Study: After radiotherapy, statins protect against prostate cancer relapse
Adding to a growing body of literature establishing a relationship between statins and cancer, statin use was associated with a significant improvement in prostate-specific antigen relapse-free survival among a group of prostate cancer patients treated with radiotherapy who were at high risk for recurrence, a study published in the March issue of the International Journal of Radiation Oncology*Biology*Physics found.

Several studies have linked the use of cholesterol-lowering statins to enhanced disease control following radiotherapy and chemotherapy treatments of malignant colorectal, hepatobiliary and urothelial cancers. Researchers have offered multiple hypotheses, but the exact mechanism behind this association is not well understood.

The “benefit of statin use on therapeutic outcomes for prostate cancer patients, however, is less well known,” explained Marisa A. Kollmeier, MD, from the department of radiation oncology at Memorial Sloan-Kettering Cancer Center, in Manhattan, N.Y., and colleagues. “We sought to identify a potential outcome benefit these agents may have in a retrospective review of prostate cancer patients treated with definitive high-dose external-beam radiotherapy.”

■ ■ ■ ■ ■

**Activity list:**
A: List the malignant cancers that the article on statins and prostate cancer relapse names as having improved disease control with statin use after radiotherapy and chemotherapy.
B: Write the next part of the article on statins and prostate cancer relapse, starting after its last sentence.
The lines after this point come from a separate source unrelated to the article.

■ ■ ■ ■ ■

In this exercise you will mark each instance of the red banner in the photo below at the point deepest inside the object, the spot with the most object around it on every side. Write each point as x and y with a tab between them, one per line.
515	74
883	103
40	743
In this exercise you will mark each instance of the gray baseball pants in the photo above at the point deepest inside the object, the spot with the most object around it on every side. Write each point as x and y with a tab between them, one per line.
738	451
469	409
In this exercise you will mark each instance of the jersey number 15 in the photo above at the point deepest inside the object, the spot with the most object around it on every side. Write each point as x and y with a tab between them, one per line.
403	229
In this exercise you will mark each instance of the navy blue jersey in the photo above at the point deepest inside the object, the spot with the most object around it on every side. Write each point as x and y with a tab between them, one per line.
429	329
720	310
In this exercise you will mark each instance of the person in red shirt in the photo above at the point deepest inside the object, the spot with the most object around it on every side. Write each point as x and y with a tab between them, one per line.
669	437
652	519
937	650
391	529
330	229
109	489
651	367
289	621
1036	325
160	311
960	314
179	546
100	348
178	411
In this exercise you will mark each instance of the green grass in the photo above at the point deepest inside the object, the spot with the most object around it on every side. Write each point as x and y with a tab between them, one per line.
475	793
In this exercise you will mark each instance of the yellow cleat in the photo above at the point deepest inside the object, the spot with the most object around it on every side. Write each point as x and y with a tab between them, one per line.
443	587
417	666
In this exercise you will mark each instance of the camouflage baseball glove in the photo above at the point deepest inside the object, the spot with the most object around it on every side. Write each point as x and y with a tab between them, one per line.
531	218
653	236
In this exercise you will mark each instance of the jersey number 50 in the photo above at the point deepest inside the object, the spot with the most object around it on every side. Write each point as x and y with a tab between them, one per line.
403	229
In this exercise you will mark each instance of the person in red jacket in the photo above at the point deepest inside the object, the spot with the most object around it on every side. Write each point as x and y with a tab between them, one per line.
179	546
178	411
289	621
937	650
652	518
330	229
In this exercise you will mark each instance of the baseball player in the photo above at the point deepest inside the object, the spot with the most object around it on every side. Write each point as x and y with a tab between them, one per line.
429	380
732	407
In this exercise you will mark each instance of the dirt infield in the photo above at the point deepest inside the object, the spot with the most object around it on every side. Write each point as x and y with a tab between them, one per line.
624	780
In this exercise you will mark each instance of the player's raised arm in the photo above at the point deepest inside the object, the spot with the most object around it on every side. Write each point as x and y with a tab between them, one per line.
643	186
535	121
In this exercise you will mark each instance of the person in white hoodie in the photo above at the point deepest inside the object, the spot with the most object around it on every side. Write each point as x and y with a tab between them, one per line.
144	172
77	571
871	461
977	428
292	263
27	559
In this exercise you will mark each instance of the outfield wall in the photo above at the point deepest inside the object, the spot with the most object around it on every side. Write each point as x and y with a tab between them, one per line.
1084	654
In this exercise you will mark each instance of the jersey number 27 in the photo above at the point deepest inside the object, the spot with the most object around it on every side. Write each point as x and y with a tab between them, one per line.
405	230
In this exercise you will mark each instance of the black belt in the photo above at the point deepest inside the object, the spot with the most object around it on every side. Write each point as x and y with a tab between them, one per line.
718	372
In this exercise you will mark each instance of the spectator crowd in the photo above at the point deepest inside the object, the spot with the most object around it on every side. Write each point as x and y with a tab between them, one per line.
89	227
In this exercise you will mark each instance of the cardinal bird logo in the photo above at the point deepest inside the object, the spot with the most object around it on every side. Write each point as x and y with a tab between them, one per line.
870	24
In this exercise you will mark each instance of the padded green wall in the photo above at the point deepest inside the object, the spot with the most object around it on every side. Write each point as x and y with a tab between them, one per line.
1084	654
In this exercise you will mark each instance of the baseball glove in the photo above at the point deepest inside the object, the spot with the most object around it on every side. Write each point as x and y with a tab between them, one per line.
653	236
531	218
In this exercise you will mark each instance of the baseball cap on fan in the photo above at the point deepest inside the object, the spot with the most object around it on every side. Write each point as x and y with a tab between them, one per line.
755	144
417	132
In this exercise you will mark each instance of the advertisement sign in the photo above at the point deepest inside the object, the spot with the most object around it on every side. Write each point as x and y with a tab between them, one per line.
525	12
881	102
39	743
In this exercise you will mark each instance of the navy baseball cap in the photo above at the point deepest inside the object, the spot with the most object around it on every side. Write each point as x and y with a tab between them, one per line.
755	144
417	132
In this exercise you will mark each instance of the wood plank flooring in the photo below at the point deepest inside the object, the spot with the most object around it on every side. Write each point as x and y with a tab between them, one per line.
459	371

■ ■ ■ ■ ■

**Numbered answers:**
A: Colorectal, hepatobiliary and urothelial cancers.

B:
A total of 1,681 patients treated with radiotherapy for clinically localized stage T1 to T3 prostatic adenocarcinoma participated in the study, which took place between 1995 and 2007. The median administered dose was 81 Gy.

Of the 1,681 patients, 382 were taking statins (3-Hydroxy-3-methylglutaryl coenzyme A reductase). Patients were followed for a median of 5.9 years and observed for prostate-specific antigen (PSA) relapse, following the nadir +2 definition. Nine hundred forty-seven patients also received neoadjuvant androgendeprivation therapy (ADT).

Five- and eight-year PSA relapse-free survival rates were 89 percent and 80 percent for patients taking statins, compared with 83 percent and 74 percent among those patients not on statins. This difference did not reach significance.

Among the 489 patients classified as high-risk by National Comprehensive Cancer Network criteria, the 77 patients on statins experienced a significantly improved PSA relapse-free survival rate compared with the 412 patients not on statins. The statins group showed five- and eight-year PSA relapse-free survival rates of 81 percent and 75 percent, compared with the non-statin group’s 68 percent and 58 percent PSA relapse-free survival rates.

“In our retrospective study, we have demonstrated that statin use during radiotherapy is associated with improved biochemical tumor control among high-risk patients,” Kollmeier and colleagues wrote. “To our knowledge, our series is the first to report a significant biochemical outcome benefit with the use of statin therapy in high-risk prostate cancer patients.”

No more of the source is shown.